**WRITTEN PROBLEM:** Render every one of the rows below as a Markdown table with the columns Number and Entry, giving each line its sequential number and its full wording, and omit any blank lines.

**DATA IN THIS EXERCISE:**
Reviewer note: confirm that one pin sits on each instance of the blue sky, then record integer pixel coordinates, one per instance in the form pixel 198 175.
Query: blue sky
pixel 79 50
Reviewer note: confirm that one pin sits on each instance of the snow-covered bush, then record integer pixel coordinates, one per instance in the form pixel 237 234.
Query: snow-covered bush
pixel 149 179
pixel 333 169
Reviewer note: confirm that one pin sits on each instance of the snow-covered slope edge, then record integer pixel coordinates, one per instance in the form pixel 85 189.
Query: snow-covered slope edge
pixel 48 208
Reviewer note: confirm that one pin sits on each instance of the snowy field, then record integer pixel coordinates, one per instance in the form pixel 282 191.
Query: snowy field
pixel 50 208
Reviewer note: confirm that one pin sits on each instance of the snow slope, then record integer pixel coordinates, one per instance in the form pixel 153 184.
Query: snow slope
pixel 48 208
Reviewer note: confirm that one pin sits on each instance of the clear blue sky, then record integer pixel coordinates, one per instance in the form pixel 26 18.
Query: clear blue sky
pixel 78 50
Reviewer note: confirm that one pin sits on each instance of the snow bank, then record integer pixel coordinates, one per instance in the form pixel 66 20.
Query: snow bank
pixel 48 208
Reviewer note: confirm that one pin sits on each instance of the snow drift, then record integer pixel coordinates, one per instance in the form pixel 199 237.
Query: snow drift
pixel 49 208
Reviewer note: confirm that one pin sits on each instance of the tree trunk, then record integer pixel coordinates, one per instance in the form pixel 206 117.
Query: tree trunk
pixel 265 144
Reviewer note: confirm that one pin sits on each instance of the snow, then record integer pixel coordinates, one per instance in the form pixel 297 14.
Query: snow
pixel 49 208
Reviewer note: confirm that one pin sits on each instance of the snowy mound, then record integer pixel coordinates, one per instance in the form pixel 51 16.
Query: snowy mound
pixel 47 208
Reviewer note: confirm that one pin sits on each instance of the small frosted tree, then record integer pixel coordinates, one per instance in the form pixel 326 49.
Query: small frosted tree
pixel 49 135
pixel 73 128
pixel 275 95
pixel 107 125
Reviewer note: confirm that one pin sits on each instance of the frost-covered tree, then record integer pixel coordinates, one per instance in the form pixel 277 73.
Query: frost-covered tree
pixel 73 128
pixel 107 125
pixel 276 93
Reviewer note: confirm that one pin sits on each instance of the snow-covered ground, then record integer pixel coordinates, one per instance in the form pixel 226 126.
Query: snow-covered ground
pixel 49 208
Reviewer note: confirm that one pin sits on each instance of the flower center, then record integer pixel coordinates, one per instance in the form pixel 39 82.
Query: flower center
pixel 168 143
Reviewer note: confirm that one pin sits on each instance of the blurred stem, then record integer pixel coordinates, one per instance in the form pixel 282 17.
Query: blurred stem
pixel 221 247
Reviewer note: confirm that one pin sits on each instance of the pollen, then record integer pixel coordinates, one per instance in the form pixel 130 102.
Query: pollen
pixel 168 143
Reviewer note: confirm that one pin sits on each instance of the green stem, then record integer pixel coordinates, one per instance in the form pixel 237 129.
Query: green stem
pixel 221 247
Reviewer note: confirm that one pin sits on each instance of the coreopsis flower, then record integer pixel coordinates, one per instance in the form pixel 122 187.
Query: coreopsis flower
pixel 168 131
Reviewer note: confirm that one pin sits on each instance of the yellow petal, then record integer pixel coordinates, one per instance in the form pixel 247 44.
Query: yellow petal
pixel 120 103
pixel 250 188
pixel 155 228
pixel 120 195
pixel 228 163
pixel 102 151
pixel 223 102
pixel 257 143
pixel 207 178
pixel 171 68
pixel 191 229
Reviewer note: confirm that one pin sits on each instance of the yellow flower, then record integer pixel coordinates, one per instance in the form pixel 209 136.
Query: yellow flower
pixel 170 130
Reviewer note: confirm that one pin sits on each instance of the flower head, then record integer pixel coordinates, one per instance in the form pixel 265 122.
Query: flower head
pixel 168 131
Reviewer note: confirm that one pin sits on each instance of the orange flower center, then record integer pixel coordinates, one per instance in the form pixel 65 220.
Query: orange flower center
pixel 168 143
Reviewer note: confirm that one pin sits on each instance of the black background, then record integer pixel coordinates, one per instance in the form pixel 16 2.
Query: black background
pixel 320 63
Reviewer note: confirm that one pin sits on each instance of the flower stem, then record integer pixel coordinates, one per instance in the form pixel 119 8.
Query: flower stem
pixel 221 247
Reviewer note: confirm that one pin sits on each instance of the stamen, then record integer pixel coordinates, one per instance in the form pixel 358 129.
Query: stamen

**RESULT OF THIS EXERCISE:**
| Number | Entry |
|---|---|
| 1 | Reviewer note: confirm that one pin sits on each instance of the blue sky, then record integer pixel coordinates, one per instance in the form pixel 198 175. |
| 2 | Query: blue sky |
| 3 | pixel 79 50 |
| 4 | Reviewer note: confirm that one pin sits on each instance of the snow-covered bush, then record integer pixel coordinates, one per instance in the form pixel 237 234. |
| 5 | Query: snow-covered bush |
| 6 | pixel 149 179 |
| 7 | pixel 333 169 |
| 8 | Reviewer note: confirm that one pin sits on each instance of the snow-covered slope edge, then record integer pixel coordinates, one per instance in the form pixel 85 189. |
| 9 | Query: snow-covered slope edge |
| 10 | pixel 48 208 |
| 11 | Reviewer note: confirm that one pin sits on each instance of the snowy field, then record integer pixel coordinates, one per instance in the form pixel 282 191. |
| 12 | Query: snowy field |
| 13 | pixel 50 208 |
| 14 | Reviewer note: confirm that one pin sits on each instance of the snow slope, then record integer pixel coordinates, one per instance in the form pixel 153 184. |
| 15 | Query: snow slope |
| 16 | pixel 48 208 |
| 17 | Reviewer note: confirm that one pin sits on each instance of the clear blue sky, then record integer pixel coordinates, one per instance in the form pixel 26 18. |
| 18 | Query: clear blue sky |
| 19 | pixel 78 50 |
| 20 | Reviewer note: confirm that one pin sits on each instance of the snow bank, then record integer pixel coordinates, one per instance in the form pixel 66 20. |
| 21 | Query: snow bank |
| 22 | pixel 48 208 |
| 23 | Reviewer note: confirm that one pin sits on each instance of the snow drift, then record integer pixel coordinates, one per instance in the form pixel 199 237. |
| 24 | Query: snow drift |
| 25 | pixel 49 208 |
| 26 | Reviewer note: confirm that one pin sits on each instance of the tree trunk, then record integer pixel coordinates, one per instance in the form pixel 206 117. |
| 27 | Query: tree trunk |
| 28 | pixel 265 144 |
| 29 | Reviewer note: confirm that one pin sits on each instance of the snow, then record integer pixel coordinates, one per instance in the form pixel 297 14. |
| 30 | Query: snow |
| 31 | pixel 49 208 |
| 32 | Reviewer note: confirm that one pin sits on each instance of the snowy mound, then record integer pixel coordinates, one per instance in the form pixel 51 16. |
| 33 | Query: snowy mound |
| 34 | pixel 47 208 |
| 35 | Reviewer note: confirm that one pin sits on each instance of the small frosted tree, then record integer pixel coordinates, one per instance in the form pixel 326 49. |
| 36 | Query: small frosted tree |
| 37 | pixel 49 135 |
| 38 | pixel 73 128 |
| 39 | pixel 275 95 |
| 40 | pixel 107 125 |
| 41 | Reviewer note: confirm that one pin sits on each instance of the frost-covered tree, then record integer pixel coordinates, one per instance in the form pixel 277 73. |
| 42 | Query: frost-covered tree |
| 43 | pixel 73 128 |
| 44 | pixel 107 125 |
| 45 | pixel 276 93 |
| 46 | Reviewer note: confirm that one pin sits on each instance of the snow-covered ground, then record integer pixel coordinates, one per instance in the form pixel 226 126. |
| 47 | Query: snow-covered ground |
| 48 | pixel 49 208 |
| 49 | Reviewer note: confirm that one pin sits on each instance of the flower center, then record integer pixel coordinates, one per instance in the form pixel 39 82. |
| 50 | Query: flower center |
| 51 | pixel 168 143 |
| 52 | Reviewer note: confirm that one pin sits on each instance of the blurred stem, then record integer pixel coordinates, one per instance in the form pixel 282 17. |
| 53 | Query: blurred stem |
| 54 | pixel 221 247 |
| 55 | Reviewer note: confirm that one pin sits on each instance of the pollen, then record integer pixel coordinates, one per instance in the form pixel 130 102. |
| 56 | Query: pollen |
| 57 | pixel 168 143 |
| 58 | Reviewer note: confirm that one pin sits on each instance of the green stem, then record integer pixel coordinates, one per instance in the form pixel 237 129. |
| 59 | Query: green stem |
| 60 | pixel 221 247 |
| 61 | Reviewer note: confirm that one pin sits on each instance of the coreopsis flower, then record integer pixel coordinates, one per instance in the form pixel 122 187. |
| 62 | Query: coreopsis flower |
| 63 | pixel 168 131 |
| 64 | Reviewer note: confirm that one pin sits on each instance of the yellow petal, then record integer pixel coordinates, one per instance in the form pixel 247 44. |
| 65 | Query: yellow petal |
| 66 | pixel 120 103 |
| 67 | pixel 250 188 |
| 68 | pixel 155 228 |
| 69 | pixel 120 195 |
| 70 | pixel 228 163 |
| 71 | pixel 102 151 |
| 72 | pixel 223 102 |
| 73 | pixel 257 143 |
| 74 | pixel 207 178 |
| 75 | pixel 171 68 |
| 76 | pixel 191 229 |
| 77 | Reviewer note: confirm that one pin sits on each instance of the yellow flower, then record integer pixel coordinates, one per instance in the form pixel 209 136. |
| 78 | Query: yellow flower |
| 79 | pixel 170 130 |
| 80 | Reviewer note: confirm that one pin sits on each instance of the flower head, then record integer pixel coordinates, one per instance in the form pixel 265 122. |
| 81 | Query: flower head |
| 82 | pixel 168 131 |
| 83 | Reviewer note: confirm that one pin sits on each instance of the orange flower center, then record integer pixel coordinates, one per instance in the form pixel 65 220. |
| 84 | Query: orange flower center |
| 85 | pixel 168 143 |
| 86 | Reviewer note: confirm that one pin sits on each instance of the black background, then record integer pixel coordinates, one per instance in the form pixel 16 2. |
| 87 | Query: black background |
| 88 | pixel 320 63 |
| 89 | Reviewer note: confirm that one pin sits on each instance of the flower stem, then record integer pixel coordinates, one per instance in the form pixel 119 8. |
| 90 | Query: flower stem |
| 91 | pixel 221 247 |
| 92 | Reviewer note: confirm that one pin sits on each instance of the stamen, then record integer pixel coordinates, one per instance in the form pixel 358 129. |
| 93 | Query: stamen |